>>
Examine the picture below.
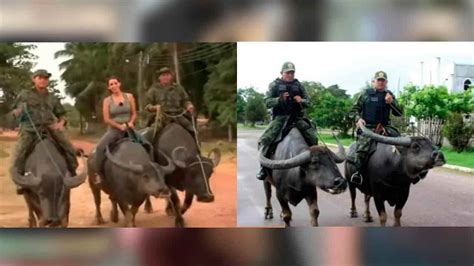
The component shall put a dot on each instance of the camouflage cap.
(287, 66)
(42, 73)
(164, 70)
(380, 75)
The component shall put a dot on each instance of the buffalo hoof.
(114, 216)
(184, 209)
(100, 220)
(353, 214)
(148, 208)
(368, 218)
(268, 213)
(179, 222)
(286, 218)
(169, 210)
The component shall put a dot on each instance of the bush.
(457, 132)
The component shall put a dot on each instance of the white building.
(461, 77)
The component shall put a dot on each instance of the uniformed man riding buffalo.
(373, 109)
(169, 102)
(39, 111)
(287, 98)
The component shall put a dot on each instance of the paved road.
(444, 198)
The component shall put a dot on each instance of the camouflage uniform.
(173, 100)
(44, 110)
(285, 112)
(371, 107)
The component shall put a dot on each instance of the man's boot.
(20, 168)
(262, 174)
(357, 178)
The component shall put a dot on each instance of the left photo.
(118, 134)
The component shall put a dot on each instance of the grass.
(465, 158)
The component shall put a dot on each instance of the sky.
(349, 64)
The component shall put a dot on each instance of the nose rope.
(47, 151)
(199, 157)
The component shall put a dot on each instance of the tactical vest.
(291, 107)
(375, 110)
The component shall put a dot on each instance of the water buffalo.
(391, 169)
(47, 184)
(130, 176)
(296, 172)
(192, 172)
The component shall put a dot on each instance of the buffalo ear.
(415, 146)
(215, 156)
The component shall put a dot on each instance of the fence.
(431, 128)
<<
* How to complete this task: Omit the pictures; restate every entry word for word.

* Problem solution:
Examine the picture below.
The component shall put a dot on each instance of the camouflage cap.
(287, 66)
(42, 73)
(164, 70)
(380, 75)
The component shall put a dot on each instance of the buffalo hoof.
(114, 216)
(184, 209)
(100, 220)
(353, 214)
(148, 208)
(368, 218)
(268, 213)
(179, 222)
(286, 218)
(169, 210)
The component shall put a dot on each instance of the bush.
(457, 132)
The component shall put a dot on each instance of the white building.
(461, 77)
The component shall put a dot on each instance of the uniformed man riding buffalo.
(373, 109)
(169, 102)
(39, 111)
(287, 98)
The component shall put a dot on each instance of the paved road.
(444, 198)
The component shall put a dot on each instance of the camouflage uniform.
(173, 100)
(44, 110)
(285, 112)
(371, 107)
The component shall put a dot on each instance of the man's boot.
(20, 168)
(262, 174)
(357, 178)
The component shall put a dot on each instance of the left photo.
(118, 134)
The component shall put a dot on each instance of the grass.
(465, 158)
The component shall put a dot on each instance of the sky.
(349, 64)
The component shall put a dot on each instance of the nose rope.
(47, 151)
(199, 157)
The component shall put a dot on each instance of the tactical vest.
(291, 107)
(375, 110)
The component shall put a dot on each instance of the water buffalo.
(391, 169)
(47, 184)
(130, 176)
(296, 172)
(192, 172)
The component shall put a dot on each instance of the buffalo ear.
(415, 146)
(215, 156)
The component shall put a dot on each instance of the fence.
(431, 128)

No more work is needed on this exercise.